* The exercise *
Please print every one of the records below word for word, in the same order.

* Material for this task *
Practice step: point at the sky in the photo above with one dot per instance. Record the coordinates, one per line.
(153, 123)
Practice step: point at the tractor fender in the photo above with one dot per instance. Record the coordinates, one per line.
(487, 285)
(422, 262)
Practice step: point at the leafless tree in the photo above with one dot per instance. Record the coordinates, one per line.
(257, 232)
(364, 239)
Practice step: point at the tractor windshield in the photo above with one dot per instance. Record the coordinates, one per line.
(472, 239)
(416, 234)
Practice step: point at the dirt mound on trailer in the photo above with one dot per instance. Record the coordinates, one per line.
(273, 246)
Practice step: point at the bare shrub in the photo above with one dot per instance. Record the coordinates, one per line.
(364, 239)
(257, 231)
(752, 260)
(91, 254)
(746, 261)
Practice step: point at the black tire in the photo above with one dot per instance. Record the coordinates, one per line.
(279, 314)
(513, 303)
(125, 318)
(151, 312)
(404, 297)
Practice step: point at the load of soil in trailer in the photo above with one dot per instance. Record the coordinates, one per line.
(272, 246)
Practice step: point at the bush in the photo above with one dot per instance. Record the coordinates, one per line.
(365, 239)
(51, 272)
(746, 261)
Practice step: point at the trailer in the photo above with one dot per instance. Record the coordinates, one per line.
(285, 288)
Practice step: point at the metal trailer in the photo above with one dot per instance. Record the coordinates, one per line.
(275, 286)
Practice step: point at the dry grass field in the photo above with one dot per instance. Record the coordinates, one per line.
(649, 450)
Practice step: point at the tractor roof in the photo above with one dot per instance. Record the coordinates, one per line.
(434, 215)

* Finished answer *
Practice step: point at the sky in the photo above with one dot per instance. Record the coordinates, one per line.
(153, 123)
Practice step: point at the tractor fender in the photo above with one dot per instance. Record the coordinates, one per line.
(487, 285)
(422, 262)
Practice step: point at the leafless tree in the photo above with one dot per instance. Record the coordinates, one per line.
(257, 232)
(364, 239)
Practice step: point at the tractor windshield in the photo above with one dot per instance. Record the coordinates, one per line.
(472, 239)
(416, 234)
Practice step: point at the dirt mound on trailer in the photo above with one dot per instance. Record the coordinates, one per line.
(273, 246)
Practice step: point at the bare shrub in the photo above with one dot per instance. Record the coordinates, one per line.
(364, 239)
(257, 231)
(752, 260)
(91, 254)
(746, 261)
Practice step: point at the black tire in the photo above with one dot per instance. Record the coordinates, one per line.
(279, 314)
(513, 303)
(125, 318)
(151, 312)
(404, 297)
Practice step: point at the load of soil in trailer in the photo above with one dot per instance. Record the coordinates, one per line.
(272, 246)
Practice step: point at the bush in the photo above with one dot per instance. Record the coordinates, one per line.
(365, 239)
(51, 272)
(746, 261)
Practice step: point at the trailer in the photo above with one dot per instance. Record the coordinates, one per line.
(285, 288)
Practice step: point at the metal trailer in the photo above with one dot per instance. Record the coordinates, one per line.
(275, 286)
Practice step: point at the dry grass field in the photo above with one dot per instance. Record the coordinates, one per line.
(649, 450)
Practice step: point at the tractor roof in the photo above with one dot per instance. Record the coordinates, one per line.
(434, 215)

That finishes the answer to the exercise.